[RECORD EXCERPTS — start]

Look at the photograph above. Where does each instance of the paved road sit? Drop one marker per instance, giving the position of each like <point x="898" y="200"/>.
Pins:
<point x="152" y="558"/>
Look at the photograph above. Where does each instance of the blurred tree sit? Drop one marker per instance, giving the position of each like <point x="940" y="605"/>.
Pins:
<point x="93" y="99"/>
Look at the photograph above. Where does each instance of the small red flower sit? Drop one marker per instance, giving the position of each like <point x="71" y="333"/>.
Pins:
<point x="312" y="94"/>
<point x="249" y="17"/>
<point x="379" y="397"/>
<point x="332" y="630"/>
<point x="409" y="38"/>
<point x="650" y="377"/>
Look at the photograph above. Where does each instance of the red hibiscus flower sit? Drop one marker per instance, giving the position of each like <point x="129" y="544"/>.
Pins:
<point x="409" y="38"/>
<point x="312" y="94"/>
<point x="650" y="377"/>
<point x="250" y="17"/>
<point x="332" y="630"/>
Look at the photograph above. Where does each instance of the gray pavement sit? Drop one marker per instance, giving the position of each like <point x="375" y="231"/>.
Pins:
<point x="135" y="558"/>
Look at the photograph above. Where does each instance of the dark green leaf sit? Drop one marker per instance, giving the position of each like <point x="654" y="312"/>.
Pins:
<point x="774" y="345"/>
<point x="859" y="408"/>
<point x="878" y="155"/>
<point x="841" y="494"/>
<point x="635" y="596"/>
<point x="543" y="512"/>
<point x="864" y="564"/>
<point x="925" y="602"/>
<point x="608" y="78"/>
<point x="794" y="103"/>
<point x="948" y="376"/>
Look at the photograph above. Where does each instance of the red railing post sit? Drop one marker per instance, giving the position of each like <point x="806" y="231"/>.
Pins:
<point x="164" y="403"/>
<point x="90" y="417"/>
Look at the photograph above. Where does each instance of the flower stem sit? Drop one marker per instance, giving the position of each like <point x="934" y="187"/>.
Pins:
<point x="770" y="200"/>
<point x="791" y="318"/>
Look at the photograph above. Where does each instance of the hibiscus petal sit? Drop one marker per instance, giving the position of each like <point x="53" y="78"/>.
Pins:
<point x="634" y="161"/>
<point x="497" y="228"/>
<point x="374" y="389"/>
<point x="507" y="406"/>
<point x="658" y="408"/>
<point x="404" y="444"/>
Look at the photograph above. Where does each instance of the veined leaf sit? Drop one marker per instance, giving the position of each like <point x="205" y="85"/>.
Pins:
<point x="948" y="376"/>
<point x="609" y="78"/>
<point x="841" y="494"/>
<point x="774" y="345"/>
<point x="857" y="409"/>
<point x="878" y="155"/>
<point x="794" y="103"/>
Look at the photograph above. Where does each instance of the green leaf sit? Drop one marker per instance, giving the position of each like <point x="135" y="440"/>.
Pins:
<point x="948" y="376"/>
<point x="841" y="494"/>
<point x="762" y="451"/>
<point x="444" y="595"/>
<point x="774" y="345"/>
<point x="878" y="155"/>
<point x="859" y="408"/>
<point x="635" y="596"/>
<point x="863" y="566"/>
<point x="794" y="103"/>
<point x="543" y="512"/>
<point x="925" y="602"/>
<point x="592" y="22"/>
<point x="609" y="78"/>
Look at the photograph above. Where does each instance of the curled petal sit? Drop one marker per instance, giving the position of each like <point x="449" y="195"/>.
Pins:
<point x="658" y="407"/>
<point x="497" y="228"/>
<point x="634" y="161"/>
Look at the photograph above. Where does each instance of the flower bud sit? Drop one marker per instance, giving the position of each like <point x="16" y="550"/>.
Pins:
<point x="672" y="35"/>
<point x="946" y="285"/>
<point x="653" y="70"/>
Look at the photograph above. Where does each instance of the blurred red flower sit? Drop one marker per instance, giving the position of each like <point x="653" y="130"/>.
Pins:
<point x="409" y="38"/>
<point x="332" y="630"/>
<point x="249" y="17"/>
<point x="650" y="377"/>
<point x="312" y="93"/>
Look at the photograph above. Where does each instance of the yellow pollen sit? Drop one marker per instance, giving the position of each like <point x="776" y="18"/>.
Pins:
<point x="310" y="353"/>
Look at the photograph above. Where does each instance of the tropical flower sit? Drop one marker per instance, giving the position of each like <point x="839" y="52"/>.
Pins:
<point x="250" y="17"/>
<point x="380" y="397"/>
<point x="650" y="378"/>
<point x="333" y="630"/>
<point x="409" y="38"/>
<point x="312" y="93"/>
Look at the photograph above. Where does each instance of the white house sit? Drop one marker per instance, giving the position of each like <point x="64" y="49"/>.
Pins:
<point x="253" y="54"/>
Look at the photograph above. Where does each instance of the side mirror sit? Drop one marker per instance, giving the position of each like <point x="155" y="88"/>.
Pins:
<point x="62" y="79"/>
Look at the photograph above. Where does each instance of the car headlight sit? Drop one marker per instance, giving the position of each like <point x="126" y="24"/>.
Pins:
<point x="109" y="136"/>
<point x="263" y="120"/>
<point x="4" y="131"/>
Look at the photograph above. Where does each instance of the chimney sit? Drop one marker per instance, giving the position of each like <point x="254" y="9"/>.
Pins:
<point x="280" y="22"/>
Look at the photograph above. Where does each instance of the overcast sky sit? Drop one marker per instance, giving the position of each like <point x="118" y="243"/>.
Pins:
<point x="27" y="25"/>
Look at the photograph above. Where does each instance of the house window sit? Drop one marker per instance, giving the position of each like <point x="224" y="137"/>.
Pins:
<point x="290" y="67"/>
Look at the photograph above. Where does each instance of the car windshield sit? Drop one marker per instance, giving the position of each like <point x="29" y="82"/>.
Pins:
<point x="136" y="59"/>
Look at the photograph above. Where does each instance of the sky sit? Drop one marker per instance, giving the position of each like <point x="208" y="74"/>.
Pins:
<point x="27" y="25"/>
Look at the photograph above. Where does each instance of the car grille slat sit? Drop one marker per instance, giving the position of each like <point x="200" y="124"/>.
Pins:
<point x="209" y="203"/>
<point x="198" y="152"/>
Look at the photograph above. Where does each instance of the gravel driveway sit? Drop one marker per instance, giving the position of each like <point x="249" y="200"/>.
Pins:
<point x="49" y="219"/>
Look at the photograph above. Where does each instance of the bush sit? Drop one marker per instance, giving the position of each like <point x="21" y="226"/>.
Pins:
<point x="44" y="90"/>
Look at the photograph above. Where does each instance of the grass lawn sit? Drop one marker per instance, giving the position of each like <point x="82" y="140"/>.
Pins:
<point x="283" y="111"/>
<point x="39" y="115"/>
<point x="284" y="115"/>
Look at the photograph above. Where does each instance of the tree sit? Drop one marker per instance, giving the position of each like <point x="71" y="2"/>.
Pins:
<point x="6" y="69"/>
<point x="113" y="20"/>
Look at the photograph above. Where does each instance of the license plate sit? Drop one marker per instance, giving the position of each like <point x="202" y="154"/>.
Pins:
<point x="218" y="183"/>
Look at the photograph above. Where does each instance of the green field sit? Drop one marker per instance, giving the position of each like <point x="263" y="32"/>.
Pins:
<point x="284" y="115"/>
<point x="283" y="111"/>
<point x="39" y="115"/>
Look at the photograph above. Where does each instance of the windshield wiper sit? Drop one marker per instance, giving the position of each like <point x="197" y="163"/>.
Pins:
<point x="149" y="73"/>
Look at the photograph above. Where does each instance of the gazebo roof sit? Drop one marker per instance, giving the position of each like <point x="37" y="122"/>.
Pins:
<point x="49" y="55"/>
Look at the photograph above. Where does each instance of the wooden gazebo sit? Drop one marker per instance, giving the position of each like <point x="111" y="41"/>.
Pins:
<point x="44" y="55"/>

[RECORD EXCERPTS — finish]

THE PROBLEM
Repeat each record word for word.

WRITTEN RESPONSE
Look at the photograph above. Where does each instance of the paved road sit? Drop one marker per instance, giving the position of each like <point x="898" y="200"/>.
Pins:
<point x="152" y="558"/>
Look at the photograph above. Where does each instance of the blurred tree sit? Drop one marker per instance, giving the position of each like <point x="940" y="605"/>.
Pins:
<point x="93" y="99"/>
Look at the photograph above. Where does each instance of the small red flower sit? Drop one marker per instance, giving the position of each like <point x="71" y="333"/>.
Pins:
<point x="312" y="94"/>
<point x="249" y="17"/>
<point x="379" y="397"/>
<point x="332" y="630"/>
<point x="409" y="38"/>
<point x="650" y="377"/>
Look at the photograph above. Where does each instance of the red hibiscus flower sit? Drop one marker per instance, giving the position of each like <point x="129" y="544"/>.
Pins:
<point x="409" y="38"/>
<point x="312" y="94"/>
<point x="650" y="377"/>
<point x="250" y="17"/>
<point x="332" y="630"/>
Look at the photograph above. Where does each instance of the gray pavement sit? Drop one marker per instance, giving the position of each like <point x="375" y="231"/>.
Pins:
<point x="135" y="558"/>
Look at the photograph above. Where does each instance of the dark green leaf sit? Drop one marker per instance, giving the position of each like <point x="654" y="312"/>.
Pins:
<point x="774" y="345"/>
<point x="859" y="408"/>
<point x="878" y="155"/>
<point x="841" y="494"/>
<point x="635" y="596"/>
<point x="543" y="512"/>
<point x="864" y="564"/>
<point x="925" y="602"/>
<point x="608" y="78"/>
<point x="794" y="103"/>
<point x="948" y="376"/>
Look at the photograph above. Where does each instance of the red railing post sit? Drop one marker per instance, giving the position of each like <point x="806" y="231"/>.
Pins:
<point x="164" y="403"/>
<point x="90" y="417"/>
Look at the photograph above. Where does each instance of the flower stem sit? Drop one marker per instance, giving the position of each like <point x="934" y="187"/>.
Pins:
<point x="770" y="200"/>
<point x="791" y="318"/>
Look at the photograph above. Where does each instance of the hibiscus petal sit? Drop one marker per instance, giving the position of each like <point x="53" y="78"/>.
Pins:
<point x="634" y="161"/>
<point x="497" y="228"/>
<point x="374" y="389"/>
<point x="507" y="406"/>
<point x="658" y="408"/>
<point x="404" y="444"/>
Look at the photograph above. Where does each instance of the veined leaf sit? Drop one marker per instance, giving the position of each like <point x="205" y="85"/>.
Pins:
<point x="948" y="376"/>
<point x="609" y="78"/>
<point x="841" y="494"/>
<point x="774" y="345"/>
<point x="857" y="409"/>
<point x="878" y="155"/>
<point x="794" y="103"/>
Look at the photograph above. Where does each instance of the green leaf sit? Drop one marker per instance, giving the position of each like <point x="135" y="440"/>.
Pins:
<point x="948" y="376"/>
<point x="841" y="494"/>
<point x="762" y="451"/>
<point x="444" y="595"/>
<point x="774" y="345"/>
<point x="878" y="155"/>
<point x="859" y="408"/>
<point x="635" y="596"/>
<point x="863" y="566"/>
<point x="794" y="103"/>
<point x="543" y="512"/>
<point x="925" y="602"/>
<point x="592" y="22"/>
<point x="609" y="78"/>
Look at the photograph above. Where does each instance of the curled petal sit? Drop one marker per instance, giving the position of each like <point x="449" y="195"/>.
Pins:
<point x="658" y="407"/>
<point x="497" y="228"/>
<point x="634" y="161"/>
Look at the photograph above. Where does each instance of the flower bud sit? Drop one marker per instance, giving the position of each like <point x="16" y="550"/>.
Pins:
<point x="672" y="35"/>
<point x="946" y="285"/>
<point x="653" y="70"/>
Look at the photograph above. Where does each instance of the blurred red flower sit? Drop one marker per instance, giving the position of each like <point x="653" y="130"/>.
Pins:
<point x="409" y="38"/>
<point x="332" y="630"/>
<point x="249" y="17"/>
<point x="650" y="377"/>
<point x="312" y="93"/>
Look at the photograph above. Where does each instance of the yellow pollen sit? Drop one marker per instance, giving the position of each like <point x="776" y="18"/>.
Pins:
<point x="310" y="353"/>
Look at the photograph above. Where does each instance of the tropical flower sit? Drop one marker per instance, giving the position of each like <point x="839" y="52"/>.
Pins:
<point x="250" y="17"/>
<point x="380" y="397"/>
<point x="650" y="378"/>
<point x="333" y="630"/>
<point x="409" y="38"/>
<point x="312" y="93"/>
Look at the photograph above. Where does each instance of the white house sit? Drop one marker per instance, giving the position of each like <point x="64" y="49"/>.
Pins:
<point x="253" y="54"/>
Look at the photograph above. Where does each instance of the side mirror sit? Drop one marker per instance, giving the position of each like <point x="155" y="88"/>.
Pins:
<point x="62" y="79"/>
Look at the photograph above. Where does each instance of the car headlight sit? Drop one marker per instance, giving the position of each like <point x="126" y="24"/>.
Pins:
<point x="109" y="136"/>
<point x="263" y="120"/>
<point x="4" y="131"/>
Look at the photograph above. Where does each instance of the chimney sit? Drop one marker per instance, giving the position of each like <point x="254" y="9"/>.
Pins:
<point x="280" y="22"/>
Look at the photograph above. Where does each instance of the overcast sky sit? Drop one marker per instance, giving the position of each like <point x="118" y="243"/>.
Pins:
<point x="27" y="25"/>
Look at the photograph above. Where does each instance of the house window sit? Drop one marker per instance, giving the position of each like <point x="224" y="137"/>.
Pins:
<point x="290" y="67"/>
Look at the photograph above. Where does each instance of the car windshield sit? Drop one marker per instance, giving the position of each like <point x="29" y="82"/>.
Pins:
<point x="136" y="59"/>
Look at the photograph above. Where does each instance of the sky sit? Drop one marker per instance, giving the position of each like <point x="208" y="74"/>.
Pins:
<point x="27" y="25"/>
Look at the photograph above. Where does each instance of the car grille slat sit? Drop one marker per instance, giving the position of each like <point x="200" y="124"/>.
Pins:
<point x="209" y="203"/>
<point x="198" y="152"/>
Look at the photograph above. Where does each instance of the gravel driveway sit? Drop one marker per instance, giving the position of each like <point x="249" y="200"/>.
Pins:
<point x="49" y="219"/>
Look at the photograph above. Where does each instance of the bush sit? Drop one marker per instance, giving the position of each like <point x="21" y="226"/>.
Pins:
<point x="44" y="90"/>
Look at the photograph above. Where does each instance of the grass lawn sit? Drop one marker per instance, giving the position of each like <point x="82" y="140"/>.
Pins:
<point x="283" y="111"/>
<point x="39" y="115"/>
<point x="284" y="115"/>
Look at the photograph above. Where does each instance of the tree sit? Drop one marker per instance, giving the position of each like <point x="71" y="2"/>.
Pins:
<point x="6" y="69"/>
<point x="113" y="20"/>
Look at the photograph above. Where does each instance of the license plate sit? Drop one marker per instance, giving the position of each like <point x="202" y="154"/>.
Pins:
<point x="218" y="183"/>
Look at the photograph above. Where does each instance of the green field sit? Drop one marker per instance, giving the position of each like <point x="263" y="32"/>.
Pins:
<point x="284" y="115"/>
<point x="283" y="111"/>
<point x="39" y="115"/>
Look at the photograph above. Where does each instance of the windshield wiper sit? Drop one marker per instance, giving the position of each like <point x="197" y="163"/>.
Pins:
<point x="149" y="73"/>
Look at the photograph above. Where does each instance of the gazebo roof sit? Drop one marker per instance, giving the position of each like <point x="37" y="122"/>.
Pins:
<point x="49" y="55"/>
Look at the photograph above. Where does each instance of the wooden gazebo sit? Drop one marker per instance, giving the position of each like <point x="111" y="41"/>.
Pins:
<point x="44" y="55"/>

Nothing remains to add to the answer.